- **DIRECTIONS FOR THIS TASK**:
Beginning with the line where "mark the stone block | one pin per instance." occurs, set down each line of the records through the final one, exactly and without additions.

Items from a data source
------------------------
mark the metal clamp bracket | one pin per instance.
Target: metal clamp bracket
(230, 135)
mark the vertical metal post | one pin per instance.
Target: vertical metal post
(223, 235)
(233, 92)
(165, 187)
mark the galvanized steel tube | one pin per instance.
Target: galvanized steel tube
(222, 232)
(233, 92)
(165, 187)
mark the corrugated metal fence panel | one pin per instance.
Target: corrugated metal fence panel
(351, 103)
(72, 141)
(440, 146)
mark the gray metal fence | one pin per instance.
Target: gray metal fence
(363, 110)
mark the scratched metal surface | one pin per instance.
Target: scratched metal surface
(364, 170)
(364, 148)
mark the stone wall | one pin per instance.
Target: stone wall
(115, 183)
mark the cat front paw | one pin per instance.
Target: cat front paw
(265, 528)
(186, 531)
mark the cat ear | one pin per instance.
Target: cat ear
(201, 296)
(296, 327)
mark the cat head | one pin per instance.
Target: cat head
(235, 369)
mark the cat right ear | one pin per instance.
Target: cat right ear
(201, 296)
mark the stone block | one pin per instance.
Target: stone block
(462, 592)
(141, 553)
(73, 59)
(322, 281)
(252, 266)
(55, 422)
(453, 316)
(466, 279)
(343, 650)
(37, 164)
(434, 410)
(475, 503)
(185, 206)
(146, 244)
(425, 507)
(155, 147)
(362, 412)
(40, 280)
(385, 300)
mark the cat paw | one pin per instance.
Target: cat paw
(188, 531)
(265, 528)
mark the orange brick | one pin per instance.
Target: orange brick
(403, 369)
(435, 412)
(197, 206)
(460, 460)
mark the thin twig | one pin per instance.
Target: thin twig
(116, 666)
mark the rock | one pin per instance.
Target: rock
------------------------
- **TASK SOLUTION**:
mark the stone block | one pin per instance.
Target: stone block
(462, 592)
(141, 553)
(73, 59)
(322, 281)
(252, 266)
(55, 422)
(453, 316)
(466, 279)
(343, 650)
(37, 164)
(434, 410)
(475, 503)
(185, 206)
(146, 244)
(425, 507)
(155, 147)
(362, 412)
(40, 280)
(385, 300)
mark the cat paw | one pin per instance.
Target: cat paw
(188, 531)
(265, 528)
mark the orange brick | one pin per instance.
Target: orange brick
(403, 369)
(435, 412)
(197, 206)
(460, 460)
mark the thin twig | one pin per instance.
Target: thin twig
(116, 666)
mark the rock | one pin per instance.
Target: rock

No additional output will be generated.